**Collected data entries**
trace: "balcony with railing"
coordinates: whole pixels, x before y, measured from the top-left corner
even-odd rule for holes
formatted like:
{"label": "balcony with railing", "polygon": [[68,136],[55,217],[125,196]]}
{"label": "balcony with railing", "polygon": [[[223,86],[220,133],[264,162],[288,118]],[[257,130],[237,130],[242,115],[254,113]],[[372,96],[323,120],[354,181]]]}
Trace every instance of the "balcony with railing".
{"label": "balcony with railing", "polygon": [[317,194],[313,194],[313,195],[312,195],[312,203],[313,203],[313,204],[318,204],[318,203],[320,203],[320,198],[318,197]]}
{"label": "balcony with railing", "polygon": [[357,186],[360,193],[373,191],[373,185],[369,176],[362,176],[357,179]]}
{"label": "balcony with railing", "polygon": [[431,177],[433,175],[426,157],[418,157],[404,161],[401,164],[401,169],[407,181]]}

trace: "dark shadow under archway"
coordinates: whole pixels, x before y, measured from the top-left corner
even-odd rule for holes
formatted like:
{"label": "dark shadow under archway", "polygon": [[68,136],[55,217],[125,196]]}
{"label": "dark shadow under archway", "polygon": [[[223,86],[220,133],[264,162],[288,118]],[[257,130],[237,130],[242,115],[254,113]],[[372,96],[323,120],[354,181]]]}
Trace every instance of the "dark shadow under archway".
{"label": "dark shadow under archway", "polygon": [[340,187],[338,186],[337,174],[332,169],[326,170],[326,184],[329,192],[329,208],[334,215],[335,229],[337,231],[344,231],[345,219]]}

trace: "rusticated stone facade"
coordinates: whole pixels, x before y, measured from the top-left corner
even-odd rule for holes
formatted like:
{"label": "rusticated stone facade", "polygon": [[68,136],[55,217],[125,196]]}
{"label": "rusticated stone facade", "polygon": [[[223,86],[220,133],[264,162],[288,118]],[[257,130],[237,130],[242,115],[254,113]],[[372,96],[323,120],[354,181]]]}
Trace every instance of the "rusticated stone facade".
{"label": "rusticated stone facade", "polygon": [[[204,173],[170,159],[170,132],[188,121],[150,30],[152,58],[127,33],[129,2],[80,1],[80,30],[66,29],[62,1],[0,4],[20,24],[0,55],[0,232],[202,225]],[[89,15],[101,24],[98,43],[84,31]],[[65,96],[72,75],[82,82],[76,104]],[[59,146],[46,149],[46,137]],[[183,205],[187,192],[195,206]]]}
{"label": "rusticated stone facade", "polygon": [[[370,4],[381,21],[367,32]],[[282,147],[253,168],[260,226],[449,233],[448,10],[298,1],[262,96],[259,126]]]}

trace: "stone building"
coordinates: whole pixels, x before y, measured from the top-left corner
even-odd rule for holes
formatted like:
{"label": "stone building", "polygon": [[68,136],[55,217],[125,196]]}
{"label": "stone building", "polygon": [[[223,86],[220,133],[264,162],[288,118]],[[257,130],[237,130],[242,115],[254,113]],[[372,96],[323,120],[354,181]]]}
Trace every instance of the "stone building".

**What the exercise asks**
The records shown above are to be retyped exactly, with none omitted.

**Expected answer**
trace: "balcony with railing"
coordinates: whole pixels, x before y, measured from the top-left corner
even-odd rule for holes
formatted like:
{"label": "balcony with railing", "polygon": [[68,136],[55,217],[125,196]]}
{"label": "balcony with railing", "polygon": [[[223,86],[220,133],[264,162],[288,118]],[[257,130],[237,130],[242,115],[254,113]],[[372,96],[323,120],[354,181]]]}
Trace every instance of the "balcony with railing".
{"label": "balcony with railing", "polygon": [[317,194],[313,194],[313,195],[312,195],[312,203],[313,203],[313,204],[318,204],[318,203],[320,203],[320,198],[318,197]]}
{"label": "balcony with railing", "polygon": [[357,186],[360,193],[373,191],[373,185],[369,176],[362,176],[357,179]]}
{"label": "balcony with railing", "polygon": [[431,177],[433,175],[426,157],[418,157],[404,161],[401,164],[401,169],[407,181]]}

trace: "dark shadow under archway"
coordinates: whole pixels, x before y, measured from the top-left corner
even-odd rule for holes
formatted like:
{"label": "dark shadow under archway", "polygon": [[68,136],[55,217],[125,196]]}
{"label": "dark shadow under archway", "polygon": [[[223,86],[220,133],[264,162],[288,118]],[[257,130],[237,130],[242,115],[254,113]],[[372,96],[323,120],[354,181]]]}
Trace every instance of the "dark shadow under archway".
{"label": "dark shadow under archway", "polygon": [[340,187],[338,186],[337,174],[332,169],[326,170],[326,184],[329,192],[329,208],[334,215],[335,229],[337,231],[344,231],[345,219]]}

trace: "rusticated stone facade"
coordinates: whole pixels, x before y, measured from the top-left corner
even-odd rule for holes
formatted like:
{"label": "rusticated stone facade", "polygon": [[68,136],[55,217],[125,196]]}
{"label": "rusticated stone facade", "polygon": [[[223,86],[220,133],[264,162],[288,118]],[[257,130],[237,130],[242,115],[254,113]],[[372,96],[323,120],[354,181]]]}
Trace every instance of the "rusticated stone facade".
{"label": "rusticated stone facade", "polygon": [[[204,173],[170,159],[170,132],[188,121],[150,30],[152,58],[127,33],[129,2],[80,1],[80,30],[66,29],[62,1],[0,4],[20,24],[0,55],[0,232],[202,225]],[[89,15],[101,24],[98,43],[84,31]],[[65,96],[72,75],[82,82],[76,104]],[[59,146],[46,149],[46,137]],[[183,205],[187,192],[195,206]]]}
{"label": "rusticated stone facade", "polygon": [[[370,4],[381,21],[367,32]],[[282,147],[253,168],[260,226],[449,233],[448,10],[298,1],[262,96],[259,126]]]}

trace: "stone building"
coordinates: whole pixels, x before y, measured from the top-left corner
even-odd rule for holes
formatted like:
{"label": "stone building", "polygon": [[68,136],[55,217],[125,196]]}
{"label": "stone building", "polygon": [[[223,86],[220,133],[264,162],[288,118]],[[257,130],[237,130],[242,115],[254,113]],[[372,96],[323,120],[354,181]]]}
Trace every instance of the "stone building".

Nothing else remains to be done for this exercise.